Flyte's first single "We Are the Rain" was released on Transgressive Records on 28 April 2014. The single and B-side "Where Nobody Knows Your Name" were mixed and produced by Dan Grech-Marguerat and released digitally along with a limited run of 7-inch vinyl. The video for "We Are the Rain" was premiered by Michael Cragg on The Guardians music blog. The single received support from Radio 1, XFM, BBC 6Music, BBC London, and Amazing Radio. It was announced in 2013 that the band had been signed by Island Records

The second single from Light Me Up was released on Turned Out Nice / Island Records on 17 November 2014. The single was recorded by Hugh Fielding at the band's own recording facility within Goldmine Studios in Bethnal Green and mixed by Mike Crossey.

The band released two further singles on Island Records: "Closer Together" and "Please Eloise". "Closer Together" was remixed by Bombay Bicycle Club singer Jack Steadman.

Data supplied:
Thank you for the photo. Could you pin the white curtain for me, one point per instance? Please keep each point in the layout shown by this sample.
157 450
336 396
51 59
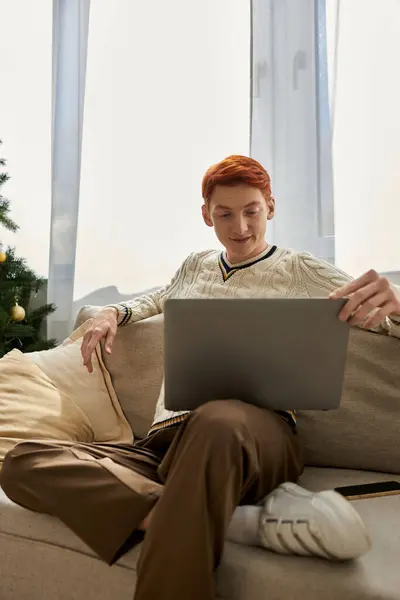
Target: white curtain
291 130
70 33
167 95
25 124
366 134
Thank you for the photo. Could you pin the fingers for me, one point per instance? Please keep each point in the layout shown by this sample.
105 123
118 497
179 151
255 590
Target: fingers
356 284
109 340
373 305
91 339
363 296
371 299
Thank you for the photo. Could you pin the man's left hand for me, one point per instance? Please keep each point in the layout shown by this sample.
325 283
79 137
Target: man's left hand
371 299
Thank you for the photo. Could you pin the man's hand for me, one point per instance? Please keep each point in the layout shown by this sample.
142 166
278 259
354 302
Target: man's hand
371 299
104 326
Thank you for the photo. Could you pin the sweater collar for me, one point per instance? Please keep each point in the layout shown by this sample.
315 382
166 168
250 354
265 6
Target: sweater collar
227 269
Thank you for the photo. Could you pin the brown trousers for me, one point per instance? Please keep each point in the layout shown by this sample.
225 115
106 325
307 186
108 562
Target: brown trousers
226 453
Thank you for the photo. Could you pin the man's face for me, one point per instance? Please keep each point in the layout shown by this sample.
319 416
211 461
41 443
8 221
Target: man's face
239 215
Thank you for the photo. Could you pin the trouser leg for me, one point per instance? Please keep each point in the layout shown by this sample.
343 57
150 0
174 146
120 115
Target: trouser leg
102 492
225 453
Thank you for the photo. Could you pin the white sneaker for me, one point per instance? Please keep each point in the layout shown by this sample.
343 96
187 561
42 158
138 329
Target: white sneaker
296 521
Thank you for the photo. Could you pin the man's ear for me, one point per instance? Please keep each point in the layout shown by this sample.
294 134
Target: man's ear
270 208
206 216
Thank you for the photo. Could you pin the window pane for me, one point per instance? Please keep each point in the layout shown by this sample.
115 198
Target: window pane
167 94
25 124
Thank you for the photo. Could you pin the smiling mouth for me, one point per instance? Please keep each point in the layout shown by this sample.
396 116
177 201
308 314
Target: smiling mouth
241 241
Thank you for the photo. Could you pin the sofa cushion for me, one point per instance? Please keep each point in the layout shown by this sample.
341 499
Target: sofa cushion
56 560
92 392
136 368
32 407
364 432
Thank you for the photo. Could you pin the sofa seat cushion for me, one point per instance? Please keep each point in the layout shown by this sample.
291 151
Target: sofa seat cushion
253 573
245 573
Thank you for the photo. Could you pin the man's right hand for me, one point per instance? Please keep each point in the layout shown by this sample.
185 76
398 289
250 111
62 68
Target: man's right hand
104 326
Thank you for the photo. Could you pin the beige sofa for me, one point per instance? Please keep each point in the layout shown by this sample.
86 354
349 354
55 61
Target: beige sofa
41 559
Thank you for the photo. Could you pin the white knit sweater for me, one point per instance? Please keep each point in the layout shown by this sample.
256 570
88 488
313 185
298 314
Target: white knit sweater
275 273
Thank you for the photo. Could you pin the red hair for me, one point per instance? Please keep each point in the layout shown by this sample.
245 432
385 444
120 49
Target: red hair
236 170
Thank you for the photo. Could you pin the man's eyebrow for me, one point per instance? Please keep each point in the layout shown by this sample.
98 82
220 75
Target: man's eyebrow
253 203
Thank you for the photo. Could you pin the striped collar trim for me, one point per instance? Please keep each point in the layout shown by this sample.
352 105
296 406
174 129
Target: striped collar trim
228 270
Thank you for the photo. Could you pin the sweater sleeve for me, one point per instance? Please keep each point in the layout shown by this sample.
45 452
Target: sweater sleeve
320 278
151 304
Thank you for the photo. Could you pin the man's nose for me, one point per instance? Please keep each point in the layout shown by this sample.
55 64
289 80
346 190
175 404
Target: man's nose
240 225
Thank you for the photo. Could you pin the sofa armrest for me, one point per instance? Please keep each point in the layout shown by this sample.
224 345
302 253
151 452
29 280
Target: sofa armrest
85 313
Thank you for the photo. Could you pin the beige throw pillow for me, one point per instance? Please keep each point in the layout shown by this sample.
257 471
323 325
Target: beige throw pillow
31 407
92 392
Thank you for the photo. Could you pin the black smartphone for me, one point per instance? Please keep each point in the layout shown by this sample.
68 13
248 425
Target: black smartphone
369 490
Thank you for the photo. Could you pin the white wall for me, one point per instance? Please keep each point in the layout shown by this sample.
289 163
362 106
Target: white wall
167 94
25 124
366 142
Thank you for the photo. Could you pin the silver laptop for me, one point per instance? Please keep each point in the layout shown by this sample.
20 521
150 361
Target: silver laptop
275 353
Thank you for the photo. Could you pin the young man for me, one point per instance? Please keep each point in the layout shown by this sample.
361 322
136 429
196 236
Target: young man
182 483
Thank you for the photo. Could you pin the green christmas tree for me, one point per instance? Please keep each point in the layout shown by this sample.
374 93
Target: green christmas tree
20 327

Set tasks:
(a) Rewrite the paragraph in the text on Flyte's singles that begins "The second single from Light Me Up" as a short list, keeping its main facts.
(b) Carry on the text on Flyte's singles from its last sentence.

Answers to each task:
(a)
- Second single from Light Me Up
- Released on Turned Out Nice / Island Records on 17 November 2014
- Recorded by Hugh Fielding at the band's own recording facility within Goldmine Studios in Bethnal Green
- Mixed by Mike Crossey

(b)
Debut album 
In 2017, Flyte flew to Australia to work with Courtney Barnett's producer Burke Reid on their debut album. Focusing on their live performances and the band's four voices around one microphone, they took their production cues from David Bowie, Nick Drake, The Beatles and Lou Reed. The album The Loved Ones was released on 25 August 2017.

Live performances 
Flyte have toured the UK and Europe extensively and supported the likes of The Lemon Twigs and Bombay Bicycle Club.

They have also performed at Jamie Oliver and Alex James' 'The Big Feastival' in 2015. They have also performed at Boardmasters 2018 in Cornwall after having toured in the US.

On 11 November 2019, Flyte played live at the Village Underground in Shoreditch, London. They were supported by Matt Maltese. In attendance were Paul Sheehan and Adam Heley.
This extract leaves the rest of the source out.